Sardegna
Un’isola dal cuore prezioso e sconosciuto
La Sardegna è un’isola che per secoli ha voltato le spalle al mare per occuparsi del suo interno; lo sviluppo moderno, con l’industria e il turismo, l’ha costretta a guardare di nuovo verso la costa, a cercare sulle sue splendide rive la chiave dello sviluppo. E la Sardegna vera, quella dell’interno, è rimasta isola più di prima, ha continuato a spopolarsi, a fare i conti con un ambiente magnifico ma avaro di risorse. Però ha conservato un patrimonio culturale prezioso, fondato su tradizioni originali e su una lingua – stretta parente dell’italiano – straordinariamente ricca e interessante: in attesa di un tipo diverso di turismo, che sappia apprezzare il suo ambiente e le sue tradizioni
Quasi al centro del Mediterraneo occidentale, tra il Mar di Sardegna e il Mar Tirreno, l’isola di Sardegna è la terza regione italiana per estensione. Dopo la Sicilia e prima della vicina Corsica, è anche la seconda isola del Mediterraneo e una delle più estese d’Europa.

Dati archiviati:
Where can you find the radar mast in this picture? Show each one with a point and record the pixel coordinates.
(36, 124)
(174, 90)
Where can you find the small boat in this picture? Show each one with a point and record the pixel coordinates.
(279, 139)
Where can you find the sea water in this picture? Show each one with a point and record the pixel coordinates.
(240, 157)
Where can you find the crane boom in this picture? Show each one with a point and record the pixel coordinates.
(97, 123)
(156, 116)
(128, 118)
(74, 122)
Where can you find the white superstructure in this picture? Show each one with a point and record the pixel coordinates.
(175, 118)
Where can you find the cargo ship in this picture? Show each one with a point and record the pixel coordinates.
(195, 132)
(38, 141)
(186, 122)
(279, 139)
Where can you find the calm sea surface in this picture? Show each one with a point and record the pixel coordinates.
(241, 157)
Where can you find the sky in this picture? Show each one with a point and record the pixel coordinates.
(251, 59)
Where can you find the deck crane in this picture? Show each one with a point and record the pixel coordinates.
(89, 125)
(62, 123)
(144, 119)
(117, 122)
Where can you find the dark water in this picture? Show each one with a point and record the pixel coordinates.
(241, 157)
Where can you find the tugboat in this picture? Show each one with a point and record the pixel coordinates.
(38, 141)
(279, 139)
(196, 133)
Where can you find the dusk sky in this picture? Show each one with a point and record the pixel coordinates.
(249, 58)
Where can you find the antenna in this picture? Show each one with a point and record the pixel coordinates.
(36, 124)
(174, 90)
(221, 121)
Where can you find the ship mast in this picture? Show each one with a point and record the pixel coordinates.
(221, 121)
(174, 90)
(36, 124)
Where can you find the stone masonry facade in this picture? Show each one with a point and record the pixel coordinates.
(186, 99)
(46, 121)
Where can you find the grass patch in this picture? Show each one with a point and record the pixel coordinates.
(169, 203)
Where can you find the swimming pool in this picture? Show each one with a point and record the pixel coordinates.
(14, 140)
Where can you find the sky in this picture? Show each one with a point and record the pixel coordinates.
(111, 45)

> [COMPITI SCRITTI]:
• A. Nel brano sulla Sardegna, quale posto occupa l'isola tra le regioni italiane per estensione?
• B. Prosegui il brano sulla Sardegna dopo la sua ultima frase.

> [RISPOSTE AI COMPITI]:
• A. È la terza regione italiana per estensione.

• B.
La situazione di isolamento della Sardegna è particolarmente sensibile (data la distanza dalla terraferma) e di certo contribuisce a spiegare le particolarità del suo più antico popolamento, l’autonomia linguistica, buona parte delle vicende storiche e anche certi fenomeni contemporanei, come la pesante emigrazione e, in apparente contraddizione, la forte attrazione turistica. Queste considerazioni sono alla base dello statuto di autonomia regionale di cui l’isola gode dal 1948.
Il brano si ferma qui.